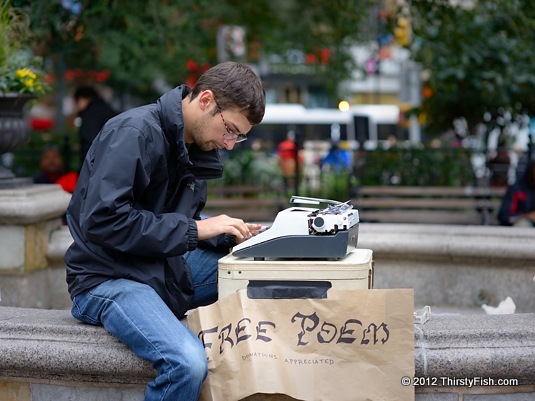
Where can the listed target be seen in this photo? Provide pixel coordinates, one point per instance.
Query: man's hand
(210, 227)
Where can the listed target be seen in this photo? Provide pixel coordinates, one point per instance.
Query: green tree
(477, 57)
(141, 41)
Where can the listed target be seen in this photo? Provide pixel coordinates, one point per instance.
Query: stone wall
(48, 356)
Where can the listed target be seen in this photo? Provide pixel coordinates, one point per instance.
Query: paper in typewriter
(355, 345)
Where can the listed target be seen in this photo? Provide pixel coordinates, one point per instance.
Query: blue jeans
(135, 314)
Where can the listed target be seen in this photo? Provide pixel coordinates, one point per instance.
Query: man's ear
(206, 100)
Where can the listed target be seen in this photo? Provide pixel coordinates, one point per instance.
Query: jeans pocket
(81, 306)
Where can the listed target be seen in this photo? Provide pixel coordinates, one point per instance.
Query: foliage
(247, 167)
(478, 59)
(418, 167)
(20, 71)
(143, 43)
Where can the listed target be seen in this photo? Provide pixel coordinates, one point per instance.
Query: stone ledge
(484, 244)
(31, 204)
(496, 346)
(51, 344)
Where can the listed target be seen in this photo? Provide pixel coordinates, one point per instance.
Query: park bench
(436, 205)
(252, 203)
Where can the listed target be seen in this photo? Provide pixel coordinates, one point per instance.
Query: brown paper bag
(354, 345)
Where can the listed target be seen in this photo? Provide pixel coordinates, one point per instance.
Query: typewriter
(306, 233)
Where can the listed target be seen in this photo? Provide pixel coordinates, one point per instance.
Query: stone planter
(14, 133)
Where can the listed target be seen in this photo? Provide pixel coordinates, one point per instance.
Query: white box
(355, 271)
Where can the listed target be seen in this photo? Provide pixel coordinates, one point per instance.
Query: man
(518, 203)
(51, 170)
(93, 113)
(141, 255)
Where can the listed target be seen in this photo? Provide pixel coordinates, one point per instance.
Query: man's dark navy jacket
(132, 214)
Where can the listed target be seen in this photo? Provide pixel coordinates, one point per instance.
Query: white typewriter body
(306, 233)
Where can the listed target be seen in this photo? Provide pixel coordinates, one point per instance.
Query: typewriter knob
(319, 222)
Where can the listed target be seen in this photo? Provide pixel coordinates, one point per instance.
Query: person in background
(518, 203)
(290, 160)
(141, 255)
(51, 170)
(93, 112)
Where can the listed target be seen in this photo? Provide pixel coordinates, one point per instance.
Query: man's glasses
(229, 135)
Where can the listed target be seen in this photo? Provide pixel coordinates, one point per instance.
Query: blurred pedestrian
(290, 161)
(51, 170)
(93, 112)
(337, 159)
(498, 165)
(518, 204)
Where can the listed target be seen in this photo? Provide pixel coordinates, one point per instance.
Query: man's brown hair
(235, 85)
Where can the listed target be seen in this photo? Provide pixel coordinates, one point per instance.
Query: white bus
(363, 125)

---

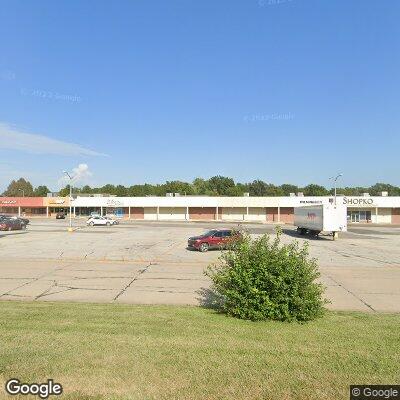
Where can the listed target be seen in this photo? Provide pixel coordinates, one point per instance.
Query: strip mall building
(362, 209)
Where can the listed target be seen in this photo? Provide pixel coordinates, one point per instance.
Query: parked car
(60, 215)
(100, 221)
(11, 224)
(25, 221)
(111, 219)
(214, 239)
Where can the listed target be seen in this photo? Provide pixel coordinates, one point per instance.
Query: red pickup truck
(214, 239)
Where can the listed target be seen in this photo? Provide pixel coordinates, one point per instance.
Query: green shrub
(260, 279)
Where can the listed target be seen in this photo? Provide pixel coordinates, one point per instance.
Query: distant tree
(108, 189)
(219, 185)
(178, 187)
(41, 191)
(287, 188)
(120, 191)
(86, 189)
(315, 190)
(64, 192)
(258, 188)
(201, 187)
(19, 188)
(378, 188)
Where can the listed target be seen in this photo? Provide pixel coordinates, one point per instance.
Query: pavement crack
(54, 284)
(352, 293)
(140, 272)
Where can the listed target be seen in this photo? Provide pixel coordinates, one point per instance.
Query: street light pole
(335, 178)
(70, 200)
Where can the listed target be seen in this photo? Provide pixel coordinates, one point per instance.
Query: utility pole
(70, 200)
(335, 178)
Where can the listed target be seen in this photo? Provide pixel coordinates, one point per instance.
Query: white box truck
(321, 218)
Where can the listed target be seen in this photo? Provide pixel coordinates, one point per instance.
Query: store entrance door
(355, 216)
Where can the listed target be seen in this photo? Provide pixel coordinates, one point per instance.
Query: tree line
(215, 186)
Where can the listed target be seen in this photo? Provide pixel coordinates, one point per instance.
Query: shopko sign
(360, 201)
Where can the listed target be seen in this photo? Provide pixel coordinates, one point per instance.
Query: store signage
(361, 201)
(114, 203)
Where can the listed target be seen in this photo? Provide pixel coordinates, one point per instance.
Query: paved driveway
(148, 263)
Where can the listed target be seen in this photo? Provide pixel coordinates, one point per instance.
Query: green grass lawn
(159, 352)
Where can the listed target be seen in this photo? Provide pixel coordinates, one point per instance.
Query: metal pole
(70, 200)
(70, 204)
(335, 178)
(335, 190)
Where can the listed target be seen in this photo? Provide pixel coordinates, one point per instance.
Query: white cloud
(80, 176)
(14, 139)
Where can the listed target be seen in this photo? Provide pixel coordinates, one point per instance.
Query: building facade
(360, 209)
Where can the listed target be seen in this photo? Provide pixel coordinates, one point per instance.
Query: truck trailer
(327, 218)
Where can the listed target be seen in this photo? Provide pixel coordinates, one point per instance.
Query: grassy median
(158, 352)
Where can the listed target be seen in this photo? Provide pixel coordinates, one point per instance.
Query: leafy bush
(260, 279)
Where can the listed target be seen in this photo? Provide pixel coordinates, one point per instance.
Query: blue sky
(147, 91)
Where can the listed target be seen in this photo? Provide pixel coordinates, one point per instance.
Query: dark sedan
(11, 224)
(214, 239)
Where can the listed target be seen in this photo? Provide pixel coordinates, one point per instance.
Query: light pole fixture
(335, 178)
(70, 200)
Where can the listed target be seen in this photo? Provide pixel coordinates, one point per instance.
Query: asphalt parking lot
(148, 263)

■ **Task details**:
How many lines in the entries above contain the word "white"? Give only the number.

■ **Response to this task**:
5